- TEXT PASSAGE:
************

Dr Cicoria, 62, of New York, said: “It took me a couple of weeks to get over what had happened. And then the music started. The first thing that came was just the desire to hear piano music. I started to listen and I didn’t question it all that much. It was shortly after that that I thought, ‘I want to be able to play this music’.”
As a toddler, Alonzo Clemons suffered a traumatic head injury after falling onto the bathroom floor.
Left with an IQ of just 40 and unable to read or write, he grew up in a home for people with learning difficulties.
But almost straight away, he showed an incredible ability to sculpt. He made intricate models of animals using whatever materials he had, even after seeing the animals for just a few moments.
“He started using just about anything he could to sculpt like soap,” said his mum Evelyn Clemmons, “He had a need to do that.
“At first I didn’t quite understand it, I wanted him to try other things. But he just kept on.”
Alonzo, 56, of Boulder, Colorado, was diagnosed with acquired savant syndrome and has produced works which have sold for as much as £26,000.
When Ben McMahon was left in a coma after a car crash, his parents feared he might never wake up.
But a week later the Australian student did wake – speaking Mandarin.
“Most of it’s hazy, but when I woke up seeing a Chinese nurse, I thought I was in China,” said Ben, 22, who had studied the basic language at school and failed it.

************

[Photo-based referring expression data]
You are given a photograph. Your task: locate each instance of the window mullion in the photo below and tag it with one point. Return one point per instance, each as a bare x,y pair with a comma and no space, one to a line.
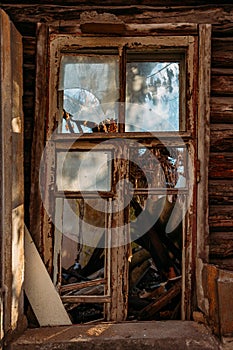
122,80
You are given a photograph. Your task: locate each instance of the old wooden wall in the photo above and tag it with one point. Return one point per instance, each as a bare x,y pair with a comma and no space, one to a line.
25,14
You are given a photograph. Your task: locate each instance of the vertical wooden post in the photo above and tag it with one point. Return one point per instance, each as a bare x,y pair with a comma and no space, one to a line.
11,179
203,156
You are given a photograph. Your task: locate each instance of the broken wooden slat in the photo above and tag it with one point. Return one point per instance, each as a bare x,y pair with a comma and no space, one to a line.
40,290
150,310
78,286
86,299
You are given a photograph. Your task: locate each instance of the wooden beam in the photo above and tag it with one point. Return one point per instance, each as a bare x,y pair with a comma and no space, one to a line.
203,155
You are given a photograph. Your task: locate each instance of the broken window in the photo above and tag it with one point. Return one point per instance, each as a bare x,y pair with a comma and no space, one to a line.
150,91
123,177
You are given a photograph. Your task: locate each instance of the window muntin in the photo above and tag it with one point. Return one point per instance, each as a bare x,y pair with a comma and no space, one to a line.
83,171
152,96
90,85
140,92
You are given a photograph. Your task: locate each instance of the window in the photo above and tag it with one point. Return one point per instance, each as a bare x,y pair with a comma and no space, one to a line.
123,148
150,88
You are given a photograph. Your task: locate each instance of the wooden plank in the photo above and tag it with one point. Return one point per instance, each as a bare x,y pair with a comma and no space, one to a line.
41,293
85,299
221,248
221,136
221,192
6,166
225,299
77,286
210,285
221,110
17,128
150,310
222,85
221,166
222,52
43,240
221,216
158,13
203,140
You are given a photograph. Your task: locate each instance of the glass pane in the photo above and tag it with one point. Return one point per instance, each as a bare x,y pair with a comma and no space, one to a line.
156,263
158,167
152,96
90,87
83,256
83,171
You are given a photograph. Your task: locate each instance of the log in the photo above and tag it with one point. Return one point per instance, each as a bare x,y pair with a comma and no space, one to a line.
150,310
77,286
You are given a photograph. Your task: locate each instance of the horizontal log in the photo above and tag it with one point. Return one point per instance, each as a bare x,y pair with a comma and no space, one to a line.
77,286
221,109
221,136
159,13
221,216
222,85
220,192
222,52
221,166
85,299
223,263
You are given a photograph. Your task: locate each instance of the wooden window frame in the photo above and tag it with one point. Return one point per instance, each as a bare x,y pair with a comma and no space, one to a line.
195,97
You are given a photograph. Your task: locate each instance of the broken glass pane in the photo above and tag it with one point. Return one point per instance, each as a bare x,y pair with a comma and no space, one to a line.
152,96
83,171
159,167
90,86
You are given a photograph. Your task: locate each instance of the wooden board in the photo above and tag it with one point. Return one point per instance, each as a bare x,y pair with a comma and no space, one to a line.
42,295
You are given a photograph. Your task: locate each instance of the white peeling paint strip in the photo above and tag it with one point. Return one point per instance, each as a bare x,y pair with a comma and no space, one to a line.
41,293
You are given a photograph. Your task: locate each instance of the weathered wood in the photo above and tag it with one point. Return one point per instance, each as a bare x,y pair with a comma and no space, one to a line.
157,13
222,263
222,85
43,243
73,299
221,192
221,216
210,276
220,166
221,248
77,286
221,136
137,273
138,257
221,110
40,290
225,300
150,310
222,52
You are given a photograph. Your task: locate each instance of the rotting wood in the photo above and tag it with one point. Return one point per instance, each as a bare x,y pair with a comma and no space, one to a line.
220,166
150,310
86,299
76,286
221,192
222,85
138,13
221,216
221,138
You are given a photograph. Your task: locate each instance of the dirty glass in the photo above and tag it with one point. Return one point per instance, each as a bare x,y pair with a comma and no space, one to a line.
83,171
159,167
90,86
152,96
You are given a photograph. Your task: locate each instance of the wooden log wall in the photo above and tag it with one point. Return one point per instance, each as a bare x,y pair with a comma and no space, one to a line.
26,14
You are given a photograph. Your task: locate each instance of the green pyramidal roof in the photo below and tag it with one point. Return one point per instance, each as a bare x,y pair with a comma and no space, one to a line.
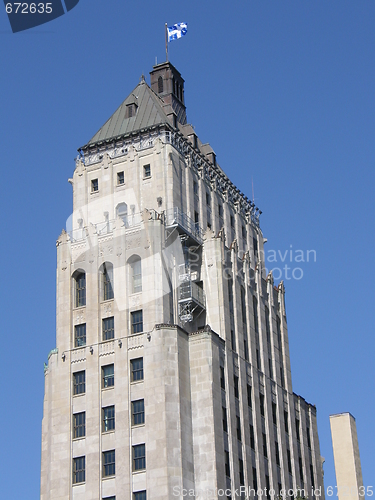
149,112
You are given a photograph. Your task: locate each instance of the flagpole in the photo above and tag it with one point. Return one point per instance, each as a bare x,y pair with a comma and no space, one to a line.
166,40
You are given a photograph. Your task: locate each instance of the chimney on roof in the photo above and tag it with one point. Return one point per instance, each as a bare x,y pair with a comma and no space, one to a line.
168,84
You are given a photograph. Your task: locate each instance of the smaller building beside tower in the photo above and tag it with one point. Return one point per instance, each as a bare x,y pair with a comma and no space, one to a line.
346,455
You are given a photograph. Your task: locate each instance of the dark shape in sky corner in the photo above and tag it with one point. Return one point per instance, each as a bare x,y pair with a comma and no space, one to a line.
22,16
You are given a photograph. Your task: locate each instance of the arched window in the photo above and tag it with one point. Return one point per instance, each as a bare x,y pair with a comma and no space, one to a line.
122,212
106,281
136,273
79,289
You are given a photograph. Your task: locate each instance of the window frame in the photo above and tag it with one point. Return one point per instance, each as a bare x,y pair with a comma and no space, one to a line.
137,370
142,457
138,412
77,384
108,331
78,426
108,419
76,472
136,325
106,377
107,467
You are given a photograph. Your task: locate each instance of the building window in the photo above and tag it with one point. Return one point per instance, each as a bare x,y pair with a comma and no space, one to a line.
274,413
108,376
146,171
80,335
277,453
252,440
109,328
79,470
261,403
264,445
249,395
139,495
109,464
236,392
79,425
136,369
225,421
120,178
227,467
79,383
255,312
160,85
136,274
238,424
137,321
139,457
108,423
80,289
222,377
242,478
122,212
138,412
107,281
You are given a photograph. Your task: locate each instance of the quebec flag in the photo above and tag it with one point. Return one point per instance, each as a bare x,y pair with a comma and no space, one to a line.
176,31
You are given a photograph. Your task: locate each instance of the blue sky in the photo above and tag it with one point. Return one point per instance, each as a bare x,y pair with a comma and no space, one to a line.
284,93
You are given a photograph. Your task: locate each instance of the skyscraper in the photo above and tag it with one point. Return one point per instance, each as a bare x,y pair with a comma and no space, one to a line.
171,375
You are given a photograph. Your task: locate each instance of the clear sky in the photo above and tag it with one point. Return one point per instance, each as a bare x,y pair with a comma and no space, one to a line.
283,90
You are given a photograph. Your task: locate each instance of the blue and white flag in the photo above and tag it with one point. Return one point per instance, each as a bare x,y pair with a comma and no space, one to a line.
176,31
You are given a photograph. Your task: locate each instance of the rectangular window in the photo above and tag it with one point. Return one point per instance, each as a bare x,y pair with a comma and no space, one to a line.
120,178
249,402
264,445
80,335
274,413
139,495
136,369
236,393
139,457
108,423
108,376
261,403
109,464
252,440
79,470
109,328
146,171
227,467
222,377
79,383
225,421
242,478
137,321
238,427
138,412
277,453
79,425
297,429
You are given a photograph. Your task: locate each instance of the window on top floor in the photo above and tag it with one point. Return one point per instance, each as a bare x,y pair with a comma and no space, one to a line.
80,289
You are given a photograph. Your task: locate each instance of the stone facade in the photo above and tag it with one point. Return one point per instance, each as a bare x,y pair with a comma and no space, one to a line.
163,262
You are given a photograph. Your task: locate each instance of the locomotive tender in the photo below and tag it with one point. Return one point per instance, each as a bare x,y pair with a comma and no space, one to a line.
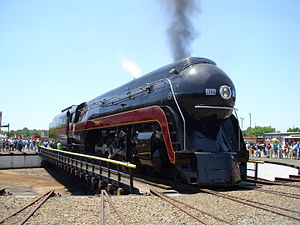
177,120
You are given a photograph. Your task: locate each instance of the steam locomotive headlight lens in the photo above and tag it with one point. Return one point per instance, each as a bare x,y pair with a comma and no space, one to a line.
225,92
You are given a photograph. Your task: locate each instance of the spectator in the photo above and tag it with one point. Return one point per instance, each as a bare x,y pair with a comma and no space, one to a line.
286,150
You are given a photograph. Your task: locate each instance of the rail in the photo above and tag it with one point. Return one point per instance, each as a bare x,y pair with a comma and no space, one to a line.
96,170
39,202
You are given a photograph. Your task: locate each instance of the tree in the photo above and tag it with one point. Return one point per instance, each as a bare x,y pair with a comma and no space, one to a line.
294,129
258,131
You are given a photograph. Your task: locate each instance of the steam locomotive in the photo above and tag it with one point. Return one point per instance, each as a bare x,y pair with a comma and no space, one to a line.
177,121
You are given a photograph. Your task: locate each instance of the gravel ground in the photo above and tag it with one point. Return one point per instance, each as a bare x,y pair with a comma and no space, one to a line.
152,210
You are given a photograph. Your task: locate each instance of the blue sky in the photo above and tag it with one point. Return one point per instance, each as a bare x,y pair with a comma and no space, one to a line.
57,53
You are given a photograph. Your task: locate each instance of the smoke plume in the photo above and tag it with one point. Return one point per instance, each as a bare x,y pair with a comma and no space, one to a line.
129,66
181,32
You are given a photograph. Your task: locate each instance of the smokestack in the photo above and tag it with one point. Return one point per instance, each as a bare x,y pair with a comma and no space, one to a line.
181,32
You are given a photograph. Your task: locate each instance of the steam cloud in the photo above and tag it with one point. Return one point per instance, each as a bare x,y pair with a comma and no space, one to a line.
129,66
181,32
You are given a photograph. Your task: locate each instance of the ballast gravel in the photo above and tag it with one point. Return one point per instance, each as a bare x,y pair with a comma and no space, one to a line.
136,209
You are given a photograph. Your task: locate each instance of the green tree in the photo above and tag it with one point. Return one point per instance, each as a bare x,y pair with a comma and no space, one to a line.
294,129
258,131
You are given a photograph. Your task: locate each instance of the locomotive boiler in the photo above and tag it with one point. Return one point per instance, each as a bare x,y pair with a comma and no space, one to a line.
177,121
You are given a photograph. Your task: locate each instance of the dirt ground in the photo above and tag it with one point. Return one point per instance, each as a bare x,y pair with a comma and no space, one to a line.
33,181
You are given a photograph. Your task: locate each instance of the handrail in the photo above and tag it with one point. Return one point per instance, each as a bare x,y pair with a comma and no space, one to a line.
127,164
181,114
256,161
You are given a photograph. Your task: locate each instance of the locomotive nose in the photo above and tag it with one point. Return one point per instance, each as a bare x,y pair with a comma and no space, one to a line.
205,91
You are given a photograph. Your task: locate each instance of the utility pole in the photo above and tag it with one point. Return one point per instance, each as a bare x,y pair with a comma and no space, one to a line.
242,121
250,119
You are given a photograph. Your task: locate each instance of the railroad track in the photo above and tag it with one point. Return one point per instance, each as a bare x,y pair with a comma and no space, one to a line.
280,193
176,203
255,204
36,203
105,194
282,183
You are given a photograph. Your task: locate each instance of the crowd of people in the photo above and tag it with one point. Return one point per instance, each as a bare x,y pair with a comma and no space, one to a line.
274,150
20,144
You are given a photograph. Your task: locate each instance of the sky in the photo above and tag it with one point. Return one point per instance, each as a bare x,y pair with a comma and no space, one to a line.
56,53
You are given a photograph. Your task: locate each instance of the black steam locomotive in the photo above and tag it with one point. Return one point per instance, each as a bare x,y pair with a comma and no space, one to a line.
177,120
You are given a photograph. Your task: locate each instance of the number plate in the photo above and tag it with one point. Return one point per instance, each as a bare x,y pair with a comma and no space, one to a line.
210,91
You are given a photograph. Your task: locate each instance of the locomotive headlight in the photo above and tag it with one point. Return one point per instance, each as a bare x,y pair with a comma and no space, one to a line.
225,92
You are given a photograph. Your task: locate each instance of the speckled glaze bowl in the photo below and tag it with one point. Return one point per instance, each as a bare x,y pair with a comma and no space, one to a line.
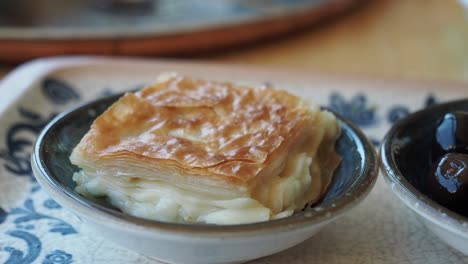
405,159
196,243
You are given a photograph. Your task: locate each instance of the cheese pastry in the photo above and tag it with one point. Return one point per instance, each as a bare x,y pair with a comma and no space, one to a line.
191,150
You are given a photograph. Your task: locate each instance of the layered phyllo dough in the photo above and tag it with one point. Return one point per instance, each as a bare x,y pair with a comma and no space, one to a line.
190,150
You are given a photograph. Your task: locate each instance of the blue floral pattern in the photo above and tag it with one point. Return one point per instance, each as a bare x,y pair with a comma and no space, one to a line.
20,136
18,141
58,257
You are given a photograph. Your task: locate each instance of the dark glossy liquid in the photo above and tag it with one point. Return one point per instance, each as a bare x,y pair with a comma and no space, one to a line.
447,178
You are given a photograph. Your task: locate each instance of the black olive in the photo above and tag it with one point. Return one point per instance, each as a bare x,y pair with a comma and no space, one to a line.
448,182
451,135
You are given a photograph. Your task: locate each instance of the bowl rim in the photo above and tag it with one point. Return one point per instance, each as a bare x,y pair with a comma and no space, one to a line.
412,197
298,220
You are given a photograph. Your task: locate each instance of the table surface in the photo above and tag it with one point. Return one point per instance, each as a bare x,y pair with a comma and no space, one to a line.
420,39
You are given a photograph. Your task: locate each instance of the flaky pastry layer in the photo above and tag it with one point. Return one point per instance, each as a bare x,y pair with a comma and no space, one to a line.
213,138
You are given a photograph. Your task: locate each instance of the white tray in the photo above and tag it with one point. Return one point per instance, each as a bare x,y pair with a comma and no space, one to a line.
35,229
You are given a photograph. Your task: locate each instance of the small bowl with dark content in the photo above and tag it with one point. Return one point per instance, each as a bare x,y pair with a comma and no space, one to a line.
195,242
425,160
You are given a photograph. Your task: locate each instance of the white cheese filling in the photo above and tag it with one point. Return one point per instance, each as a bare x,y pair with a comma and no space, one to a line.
161,201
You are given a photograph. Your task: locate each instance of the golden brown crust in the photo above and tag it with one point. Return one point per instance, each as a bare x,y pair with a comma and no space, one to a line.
201,128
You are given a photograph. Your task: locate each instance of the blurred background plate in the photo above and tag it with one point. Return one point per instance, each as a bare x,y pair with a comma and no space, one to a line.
30,29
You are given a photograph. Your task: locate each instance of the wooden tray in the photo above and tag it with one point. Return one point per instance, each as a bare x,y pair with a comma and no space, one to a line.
31,29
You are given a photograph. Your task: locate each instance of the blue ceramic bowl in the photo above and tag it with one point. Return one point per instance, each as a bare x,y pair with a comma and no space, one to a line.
405,157
182,243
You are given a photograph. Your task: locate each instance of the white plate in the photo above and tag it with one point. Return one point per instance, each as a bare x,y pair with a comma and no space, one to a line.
34,228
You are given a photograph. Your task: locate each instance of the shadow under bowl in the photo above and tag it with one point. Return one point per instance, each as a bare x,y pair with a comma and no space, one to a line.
405,162
196,243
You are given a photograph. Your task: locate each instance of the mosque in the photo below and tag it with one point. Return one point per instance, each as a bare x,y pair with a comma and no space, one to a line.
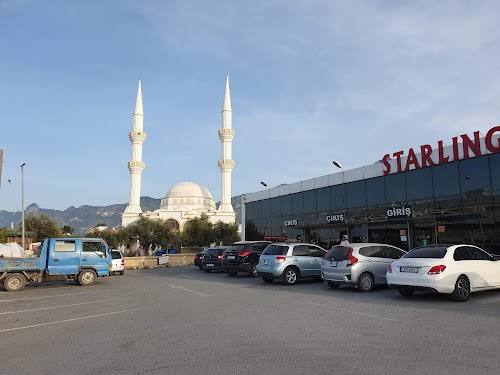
185,200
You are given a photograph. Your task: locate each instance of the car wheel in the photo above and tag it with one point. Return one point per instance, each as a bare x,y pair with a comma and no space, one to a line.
253,270
333,285
462,289
290,276
14,282
406,292
365,282
87,277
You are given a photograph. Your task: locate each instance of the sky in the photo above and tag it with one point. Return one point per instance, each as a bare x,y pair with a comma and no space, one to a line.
311,81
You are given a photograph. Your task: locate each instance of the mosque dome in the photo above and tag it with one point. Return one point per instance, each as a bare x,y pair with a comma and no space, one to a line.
188,196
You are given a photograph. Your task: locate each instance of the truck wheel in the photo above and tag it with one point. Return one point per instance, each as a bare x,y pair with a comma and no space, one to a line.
14,282
87,277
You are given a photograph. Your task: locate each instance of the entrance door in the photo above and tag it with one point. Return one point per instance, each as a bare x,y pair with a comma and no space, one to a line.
423,234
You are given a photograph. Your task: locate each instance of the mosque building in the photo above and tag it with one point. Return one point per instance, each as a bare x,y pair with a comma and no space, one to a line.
185,200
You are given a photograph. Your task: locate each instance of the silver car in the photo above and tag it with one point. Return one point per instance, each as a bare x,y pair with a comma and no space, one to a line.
361,264
290,262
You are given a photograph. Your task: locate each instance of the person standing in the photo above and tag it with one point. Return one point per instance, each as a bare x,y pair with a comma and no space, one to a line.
345,240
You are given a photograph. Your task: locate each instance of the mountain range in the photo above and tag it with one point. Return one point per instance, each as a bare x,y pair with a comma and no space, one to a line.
81,218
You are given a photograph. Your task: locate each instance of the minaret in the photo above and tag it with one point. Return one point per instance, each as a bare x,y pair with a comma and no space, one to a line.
226,164
136,166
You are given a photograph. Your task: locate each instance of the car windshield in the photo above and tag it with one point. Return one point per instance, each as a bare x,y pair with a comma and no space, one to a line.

************

- WORK ORDER 1: In the passage about sudden talents after injury, why did Ben McMahon think he was in China when he woke from his coma?
- WORK ORDER 2: Please transcribe the passage about sudden talents after injury from "But a week later" to "and failed it.".
- WORK ORDER 3: According to the passage about sudden talents after injury, what is the most that Alonzo Clemons's works have sold for?

- EXPECTED ANSWER 1: He thought he was in China because the first thing he saw on waking was a Chinese nurse.

- EXPECTED ANSWER 2:
But a week later the Australian student did wake – speaking Mandarin.
“Most of it’s hazy, but when I woke up seeing a Chinese nurse, I thought I was in China,” said Ben, 22, who had studied the basic language at school and failed it.

- EXPECTED ANSWER 3: They have sold for as much as £26,000.